## WHAT THE EXERCISE ASKS:
With both ends included, transcribe exactly the records below from their first line to the line that contains "box: [99, 8, 200, 58]".

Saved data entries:
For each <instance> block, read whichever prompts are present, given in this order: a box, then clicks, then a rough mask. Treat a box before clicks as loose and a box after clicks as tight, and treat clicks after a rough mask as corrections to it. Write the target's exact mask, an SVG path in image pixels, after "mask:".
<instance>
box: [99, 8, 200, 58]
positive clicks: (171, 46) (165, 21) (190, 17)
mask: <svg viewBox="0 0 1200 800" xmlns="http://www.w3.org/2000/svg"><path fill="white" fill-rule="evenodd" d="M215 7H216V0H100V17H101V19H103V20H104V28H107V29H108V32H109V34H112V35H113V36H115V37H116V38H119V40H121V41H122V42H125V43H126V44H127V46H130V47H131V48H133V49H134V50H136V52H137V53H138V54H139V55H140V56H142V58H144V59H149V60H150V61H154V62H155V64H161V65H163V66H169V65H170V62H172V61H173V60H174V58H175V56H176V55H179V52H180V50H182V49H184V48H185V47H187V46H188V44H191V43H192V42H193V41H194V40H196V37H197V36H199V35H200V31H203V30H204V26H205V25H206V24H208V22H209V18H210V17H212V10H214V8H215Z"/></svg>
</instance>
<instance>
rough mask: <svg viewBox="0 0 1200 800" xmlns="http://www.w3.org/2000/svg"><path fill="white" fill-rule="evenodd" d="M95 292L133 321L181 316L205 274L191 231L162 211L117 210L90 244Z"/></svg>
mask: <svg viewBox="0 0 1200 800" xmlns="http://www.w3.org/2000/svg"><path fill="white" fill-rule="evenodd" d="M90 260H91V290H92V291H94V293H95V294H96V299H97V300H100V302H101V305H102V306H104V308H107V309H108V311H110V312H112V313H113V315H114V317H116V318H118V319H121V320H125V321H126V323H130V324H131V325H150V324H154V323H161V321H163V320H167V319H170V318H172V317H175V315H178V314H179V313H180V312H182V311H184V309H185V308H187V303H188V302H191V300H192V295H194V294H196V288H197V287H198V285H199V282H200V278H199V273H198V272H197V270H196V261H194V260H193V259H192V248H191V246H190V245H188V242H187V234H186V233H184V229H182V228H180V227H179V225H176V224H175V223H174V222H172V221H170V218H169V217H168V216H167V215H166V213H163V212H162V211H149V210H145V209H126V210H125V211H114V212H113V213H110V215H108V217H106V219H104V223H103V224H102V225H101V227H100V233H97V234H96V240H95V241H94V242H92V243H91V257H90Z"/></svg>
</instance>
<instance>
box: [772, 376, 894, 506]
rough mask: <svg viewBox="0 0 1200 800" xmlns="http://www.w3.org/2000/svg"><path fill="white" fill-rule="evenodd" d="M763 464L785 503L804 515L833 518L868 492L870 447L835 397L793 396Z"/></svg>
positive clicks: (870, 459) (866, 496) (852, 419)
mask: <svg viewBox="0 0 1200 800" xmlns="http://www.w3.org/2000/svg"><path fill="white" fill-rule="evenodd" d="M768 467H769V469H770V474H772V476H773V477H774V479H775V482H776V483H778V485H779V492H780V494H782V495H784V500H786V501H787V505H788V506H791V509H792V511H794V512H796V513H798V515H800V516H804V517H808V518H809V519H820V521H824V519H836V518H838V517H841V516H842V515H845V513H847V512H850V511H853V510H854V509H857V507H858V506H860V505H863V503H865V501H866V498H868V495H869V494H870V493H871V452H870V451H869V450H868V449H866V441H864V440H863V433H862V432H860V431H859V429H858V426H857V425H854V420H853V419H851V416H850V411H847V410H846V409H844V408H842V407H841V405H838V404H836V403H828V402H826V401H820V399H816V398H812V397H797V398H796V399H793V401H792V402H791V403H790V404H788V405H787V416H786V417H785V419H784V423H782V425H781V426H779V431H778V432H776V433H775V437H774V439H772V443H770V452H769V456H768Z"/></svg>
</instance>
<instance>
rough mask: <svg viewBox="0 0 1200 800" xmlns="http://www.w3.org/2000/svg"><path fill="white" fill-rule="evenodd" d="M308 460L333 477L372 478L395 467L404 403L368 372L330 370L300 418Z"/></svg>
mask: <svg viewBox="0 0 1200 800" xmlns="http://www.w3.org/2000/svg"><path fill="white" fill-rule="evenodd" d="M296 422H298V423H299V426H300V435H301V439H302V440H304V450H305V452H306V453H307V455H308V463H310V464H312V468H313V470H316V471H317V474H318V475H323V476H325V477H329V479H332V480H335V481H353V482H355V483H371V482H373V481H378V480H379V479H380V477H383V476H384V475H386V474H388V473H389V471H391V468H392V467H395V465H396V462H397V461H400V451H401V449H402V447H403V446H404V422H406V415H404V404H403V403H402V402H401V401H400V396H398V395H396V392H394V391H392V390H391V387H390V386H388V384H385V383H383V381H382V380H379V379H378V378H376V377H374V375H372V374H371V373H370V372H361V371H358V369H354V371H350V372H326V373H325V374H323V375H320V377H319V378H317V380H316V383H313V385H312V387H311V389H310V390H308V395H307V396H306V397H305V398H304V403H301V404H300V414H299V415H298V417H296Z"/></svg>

## SOLUTION:
For each <instance> block, read whichever prompts are present, given in this order: a box, then clicks, then a rough mask. Treat a box before clicks as loose and a box after clicks as tight, and treat clicks after a rough mask as corrections to it. Write the target's exact mask, an SVG path in image pixels, after "mask:".
<instance>
box: [99, 8, 200, 58]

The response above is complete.